From the line containing "Expected: a point placed on each instance of the arena ceiling" through the last line of the entries below, repeat each line word for word and leave out the rest.

______________________________

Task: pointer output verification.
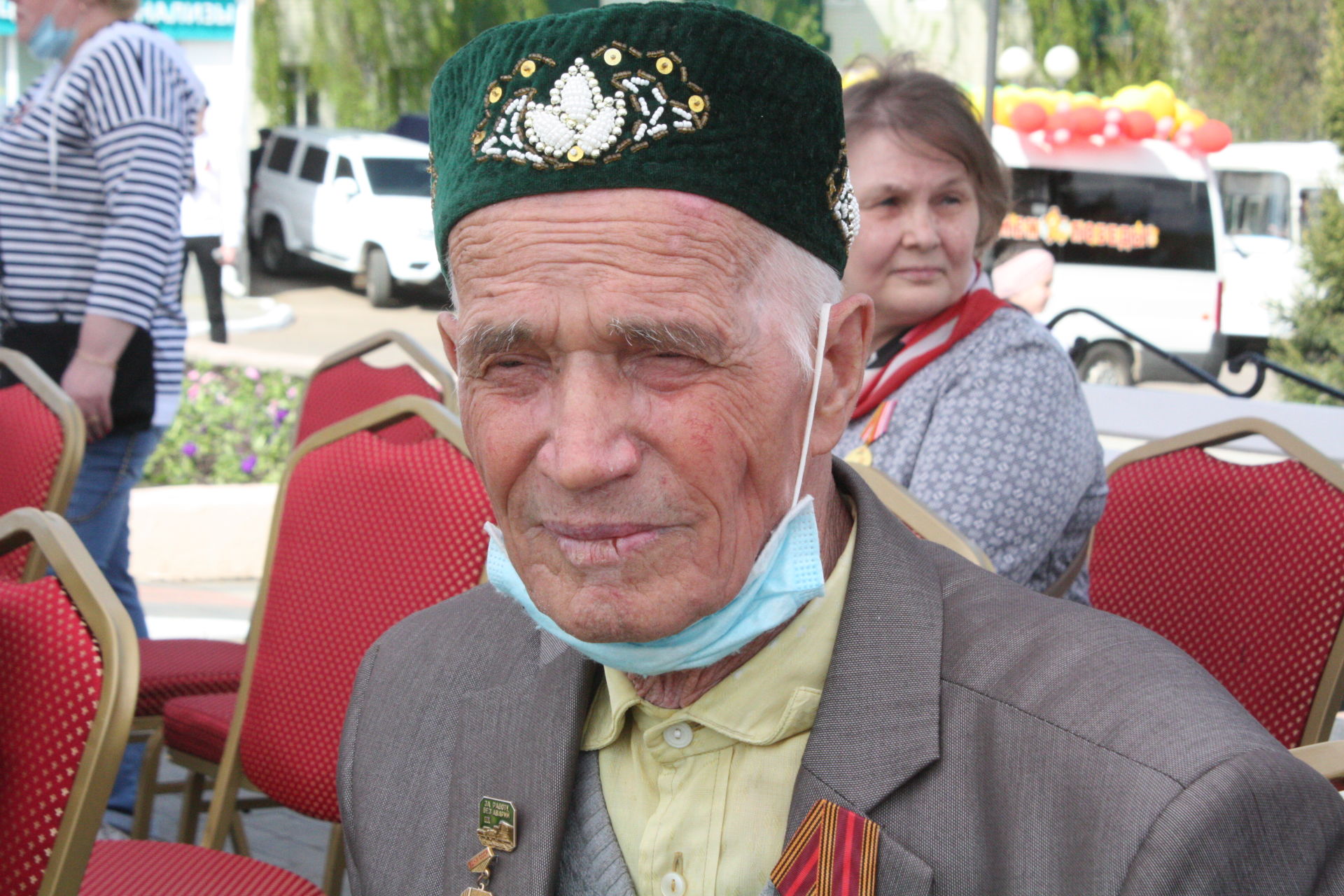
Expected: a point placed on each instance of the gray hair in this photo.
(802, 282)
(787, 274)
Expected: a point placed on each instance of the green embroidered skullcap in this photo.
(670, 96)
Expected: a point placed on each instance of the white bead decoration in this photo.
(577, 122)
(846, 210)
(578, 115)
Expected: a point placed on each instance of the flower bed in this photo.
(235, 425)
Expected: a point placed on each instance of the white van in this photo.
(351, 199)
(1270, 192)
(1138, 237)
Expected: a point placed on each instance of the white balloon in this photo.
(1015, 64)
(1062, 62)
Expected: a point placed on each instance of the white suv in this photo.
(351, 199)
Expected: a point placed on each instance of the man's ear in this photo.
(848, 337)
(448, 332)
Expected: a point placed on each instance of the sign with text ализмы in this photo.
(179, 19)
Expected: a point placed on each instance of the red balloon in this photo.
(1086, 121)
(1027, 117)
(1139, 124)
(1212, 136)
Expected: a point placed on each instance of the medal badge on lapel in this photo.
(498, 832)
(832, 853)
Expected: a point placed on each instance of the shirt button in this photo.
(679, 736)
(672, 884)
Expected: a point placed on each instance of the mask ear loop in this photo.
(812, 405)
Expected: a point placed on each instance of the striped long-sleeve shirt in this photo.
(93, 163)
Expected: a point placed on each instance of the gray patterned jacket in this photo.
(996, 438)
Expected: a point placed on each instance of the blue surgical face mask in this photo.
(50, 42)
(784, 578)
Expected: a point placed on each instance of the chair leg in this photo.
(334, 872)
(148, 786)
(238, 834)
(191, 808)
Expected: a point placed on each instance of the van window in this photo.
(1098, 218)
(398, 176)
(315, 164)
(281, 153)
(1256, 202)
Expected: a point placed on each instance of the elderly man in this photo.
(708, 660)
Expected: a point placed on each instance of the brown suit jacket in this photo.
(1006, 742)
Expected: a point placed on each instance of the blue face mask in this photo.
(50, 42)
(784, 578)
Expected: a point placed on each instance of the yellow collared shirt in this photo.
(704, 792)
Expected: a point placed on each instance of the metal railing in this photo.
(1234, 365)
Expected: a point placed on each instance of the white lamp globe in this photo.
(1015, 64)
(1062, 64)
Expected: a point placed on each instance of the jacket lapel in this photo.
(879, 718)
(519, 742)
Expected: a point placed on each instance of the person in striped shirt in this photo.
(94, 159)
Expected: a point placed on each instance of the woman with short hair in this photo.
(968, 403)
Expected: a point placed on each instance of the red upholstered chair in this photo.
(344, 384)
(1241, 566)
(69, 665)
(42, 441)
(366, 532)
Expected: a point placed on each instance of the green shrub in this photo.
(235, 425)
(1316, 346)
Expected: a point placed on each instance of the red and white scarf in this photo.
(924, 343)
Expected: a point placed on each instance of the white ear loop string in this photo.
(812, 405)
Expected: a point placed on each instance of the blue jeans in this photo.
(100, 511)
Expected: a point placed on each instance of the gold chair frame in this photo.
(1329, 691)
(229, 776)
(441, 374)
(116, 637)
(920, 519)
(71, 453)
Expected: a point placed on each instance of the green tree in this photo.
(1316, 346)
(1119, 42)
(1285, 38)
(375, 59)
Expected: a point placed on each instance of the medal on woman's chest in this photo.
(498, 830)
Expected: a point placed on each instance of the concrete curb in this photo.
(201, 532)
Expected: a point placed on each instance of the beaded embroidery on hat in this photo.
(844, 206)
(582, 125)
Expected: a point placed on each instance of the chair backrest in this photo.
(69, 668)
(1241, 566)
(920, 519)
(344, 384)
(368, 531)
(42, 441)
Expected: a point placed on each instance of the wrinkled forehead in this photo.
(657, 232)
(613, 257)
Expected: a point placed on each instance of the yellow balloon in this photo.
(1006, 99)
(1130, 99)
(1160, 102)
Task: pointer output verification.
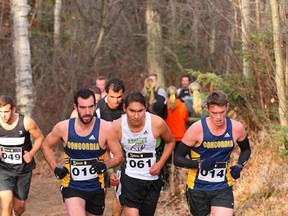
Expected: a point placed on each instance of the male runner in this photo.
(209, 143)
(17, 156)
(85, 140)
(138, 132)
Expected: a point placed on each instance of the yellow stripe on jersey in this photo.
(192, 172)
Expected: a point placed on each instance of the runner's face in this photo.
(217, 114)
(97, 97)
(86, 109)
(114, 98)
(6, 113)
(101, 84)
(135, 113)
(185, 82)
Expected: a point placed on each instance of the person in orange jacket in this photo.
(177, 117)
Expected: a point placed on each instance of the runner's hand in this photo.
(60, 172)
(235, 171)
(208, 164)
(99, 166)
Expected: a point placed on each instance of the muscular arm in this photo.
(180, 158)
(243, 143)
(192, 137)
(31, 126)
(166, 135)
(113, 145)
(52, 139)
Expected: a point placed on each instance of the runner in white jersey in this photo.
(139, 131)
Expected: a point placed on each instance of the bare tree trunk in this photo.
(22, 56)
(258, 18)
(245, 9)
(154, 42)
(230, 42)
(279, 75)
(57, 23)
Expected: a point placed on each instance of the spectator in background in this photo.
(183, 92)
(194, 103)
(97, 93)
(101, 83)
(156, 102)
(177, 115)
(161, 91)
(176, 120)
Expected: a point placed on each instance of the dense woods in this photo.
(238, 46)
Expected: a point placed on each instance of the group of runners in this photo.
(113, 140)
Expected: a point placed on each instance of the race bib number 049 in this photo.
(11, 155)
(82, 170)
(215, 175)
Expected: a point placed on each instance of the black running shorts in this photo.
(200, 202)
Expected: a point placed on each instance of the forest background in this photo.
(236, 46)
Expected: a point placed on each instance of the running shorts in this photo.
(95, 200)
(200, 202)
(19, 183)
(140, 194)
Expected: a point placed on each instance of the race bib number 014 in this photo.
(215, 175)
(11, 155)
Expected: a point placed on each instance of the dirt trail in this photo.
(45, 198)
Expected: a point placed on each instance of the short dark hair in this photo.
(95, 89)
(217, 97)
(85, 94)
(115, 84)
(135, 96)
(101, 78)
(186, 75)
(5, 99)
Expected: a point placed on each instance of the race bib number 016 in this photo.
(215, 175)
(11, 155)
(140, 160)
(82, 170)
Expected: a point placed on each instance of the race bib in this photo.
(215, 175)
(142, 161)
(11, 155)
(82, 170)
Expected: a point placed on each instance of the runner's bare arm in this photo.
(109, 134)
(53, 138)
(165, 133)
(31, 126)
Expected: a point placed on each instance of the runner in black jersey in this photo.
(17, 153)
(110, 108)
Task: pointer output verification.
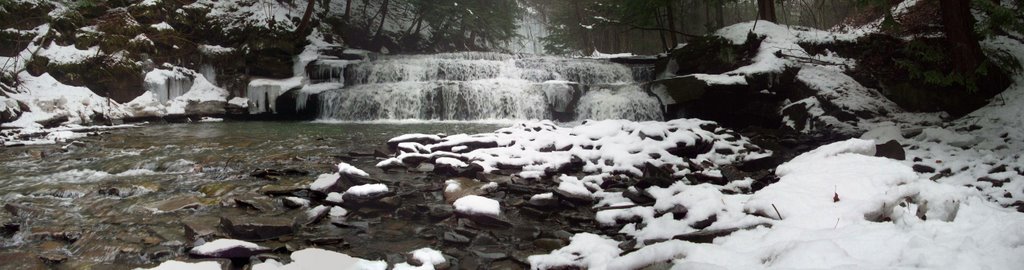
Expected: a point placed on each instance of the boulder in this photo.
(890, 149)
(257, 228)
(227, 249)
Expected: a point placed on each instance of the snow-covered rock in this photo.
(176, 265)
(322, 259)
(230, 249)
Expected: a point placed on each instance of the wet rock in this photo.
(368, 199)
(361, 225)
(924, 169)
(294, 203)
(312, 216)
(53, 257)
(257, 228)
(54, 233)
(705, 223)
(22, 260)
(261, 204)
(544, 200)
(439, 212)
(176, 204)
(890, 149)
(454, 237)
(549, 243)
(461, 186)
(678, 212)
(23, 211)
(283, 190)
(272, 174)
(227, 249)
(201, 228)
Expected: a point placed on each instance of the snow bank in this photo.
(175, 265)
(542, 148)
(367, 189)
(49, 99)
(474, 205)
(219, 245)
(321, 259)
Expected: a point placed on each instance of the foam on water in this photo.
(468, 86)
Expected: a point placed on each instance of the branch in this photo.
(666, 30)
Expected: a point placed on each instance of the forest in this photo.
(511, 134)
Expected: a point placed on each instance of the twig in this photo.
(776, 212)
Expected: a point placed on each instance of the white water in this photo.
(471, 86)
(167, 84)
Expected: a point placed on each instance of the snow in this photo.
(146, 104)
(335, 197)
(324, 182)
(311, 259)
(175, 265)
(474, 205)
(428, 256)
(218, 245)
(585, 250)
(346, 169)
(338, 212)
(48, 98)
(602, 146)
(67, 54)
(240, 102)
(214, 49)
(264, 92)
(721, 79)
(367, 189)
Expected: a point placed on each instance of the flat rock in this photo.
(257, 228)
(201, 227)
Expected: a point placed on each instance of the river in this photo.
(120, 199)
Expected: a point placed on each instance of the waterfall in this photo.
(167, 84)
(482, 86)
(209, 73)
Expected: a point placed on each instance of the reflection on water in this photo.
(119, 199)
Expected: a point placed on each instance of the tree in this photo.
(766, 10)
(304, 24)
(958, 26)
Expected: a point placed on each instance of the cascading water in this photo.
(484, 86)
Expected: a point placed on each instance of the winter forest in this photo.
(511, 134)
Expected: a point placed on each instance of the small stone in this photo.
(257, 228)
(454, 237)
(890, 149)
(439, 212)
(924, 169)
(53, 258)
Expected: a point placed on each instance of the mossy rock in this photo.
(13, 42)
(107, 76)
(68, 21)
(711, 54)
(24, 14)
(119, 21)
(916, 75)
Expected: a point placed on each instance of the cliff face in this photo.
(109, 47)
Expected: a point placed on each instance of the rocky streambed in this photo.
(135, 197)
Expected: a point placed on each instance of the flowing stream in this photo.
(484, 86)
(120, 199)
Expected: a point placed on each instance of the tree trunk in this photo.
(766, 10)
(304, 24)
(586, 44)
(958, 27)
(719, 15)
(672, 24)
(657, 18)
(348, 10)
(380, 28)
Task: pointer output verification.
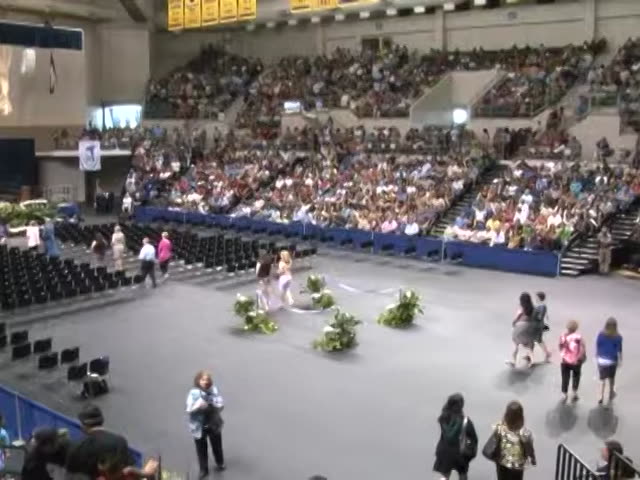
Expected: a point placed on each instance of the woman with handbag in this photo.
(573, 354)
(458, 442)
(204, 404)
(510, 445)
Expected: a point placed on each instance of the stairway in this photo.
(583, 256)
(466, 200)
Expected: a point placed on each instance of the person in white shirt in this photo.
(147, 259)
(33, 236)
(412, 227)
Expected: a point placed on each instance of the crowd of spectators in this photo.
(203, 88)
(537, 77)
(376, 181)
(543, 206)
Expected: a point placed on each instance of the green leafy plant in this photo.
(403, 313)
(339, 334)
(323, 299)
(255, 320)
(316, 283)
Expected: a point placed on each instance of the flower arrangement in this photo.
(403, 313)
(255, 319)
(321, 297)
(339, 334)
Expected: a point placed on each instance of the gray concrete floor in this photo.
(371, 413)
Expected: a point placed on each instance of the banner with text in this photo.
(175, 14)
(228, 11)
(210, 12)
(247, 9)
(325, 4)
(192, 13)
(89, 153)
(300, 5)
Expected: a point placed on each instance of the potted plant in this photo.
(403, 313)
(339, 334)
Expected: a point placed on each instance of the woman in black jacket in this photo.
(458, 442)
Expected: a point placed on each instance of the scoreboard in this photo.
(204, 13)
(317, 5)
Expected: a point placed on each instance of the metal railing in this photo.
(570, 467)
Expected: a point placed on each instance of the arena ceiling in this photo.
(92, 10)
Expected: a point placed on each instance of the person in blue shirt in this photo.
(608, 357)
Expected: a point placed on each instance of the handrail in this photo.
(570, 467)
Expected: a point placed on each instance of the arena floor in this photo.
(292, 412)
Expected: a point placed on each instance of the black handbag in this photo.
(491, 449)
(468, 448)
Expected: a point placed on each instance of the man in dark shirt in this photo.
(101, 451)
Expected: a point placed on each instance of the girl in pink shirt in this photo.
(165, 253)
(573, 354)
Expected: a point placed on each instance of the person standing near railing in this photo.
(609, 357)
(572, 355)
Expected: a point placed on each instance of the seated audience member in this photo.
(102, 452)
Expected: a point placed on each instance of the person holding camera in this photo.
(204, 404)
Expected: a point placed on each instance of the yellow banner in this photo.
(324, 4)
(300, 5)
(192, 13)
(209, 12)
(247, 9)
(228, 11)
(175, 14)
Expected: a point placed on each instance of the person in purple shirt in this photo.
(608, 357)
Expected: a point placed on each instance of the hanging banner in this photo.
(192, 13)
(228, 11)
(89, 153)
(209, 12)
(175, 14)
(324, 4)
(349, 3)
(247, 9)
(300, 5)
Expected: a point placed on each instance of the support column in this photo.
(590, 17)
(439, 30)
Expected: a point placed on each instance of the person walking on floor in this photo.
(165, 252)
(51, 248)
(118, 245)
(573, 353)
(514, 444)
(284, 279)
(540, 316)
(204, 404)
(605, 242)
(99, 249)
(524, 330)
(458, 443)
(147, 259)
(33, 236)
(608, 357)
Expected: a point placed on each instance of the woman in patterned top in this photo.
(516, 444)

______________________________

- _RESULT BELOW_
Expected: a point placed on each instance of the arena ceiling in this photo.
(92, 10)
Expected: a point placed on each instance of the person in blue shirt in this photo.
(608, 357)
Expected: a point placed on each instance of the handrail in this photo.
(570, 467)
Expected: a point placed on each instance of the arena floor in this photo.
(292, 412)
Expected: a point placed on each instance of the black handbag in this photo.
(491, 449)
(468, 448)
Expected: a point placed on each instance of the man in dark shirt in this photo.
(101, 451)
Expected: a point placed on each instance of the girl in pink shirt in this photo.
(165, 253)
(573, 354)
Expected: a point placed on each instance of the person standing near railing in this photo.
(609, 357)
(572, 355)
Expected: a point placed on each instance of the seated audience member in this photo.
(102, 452)
Expected: a point placed on each instance of the person holding camera in this photo.
(204, 404)
Expected: a point placed on each instance of the yellow banner in this photo.
(324, 4)
(300, 5)
(192, 13)
(209, 12)
(247, 9)
(228, 11)
(175, 14)
Expected: a point placed on each instance of the person in purple shirt in this photo.
(608, 357)
Expected: a point placed on each instance of the hanging banner in this photo.
(192, 13)
(228, 11)
(89, 153)
(209, 12)
(175, 14)
(324, 4)
(349, 3)
(247, 9)
(300, 5)
Expected: a point placed on each instance of the support column in this photo.
(590, 17)
(439, 30)
Expected: a point placed on each instance of the person walking on floor in this photo.
(165, 252)
(51, 248)
(118, 245)
(573, 353)
(514, 444)
(284, 279)
(540, 316)
(204, 404)
(605, 242)
(99, 249)
(524, 330)
(458, 443)
(147, 259)
(33, 236)
(608, 357)
Expected: a point placed on each instance of the woman in patterned top in this photo.
(516, 444)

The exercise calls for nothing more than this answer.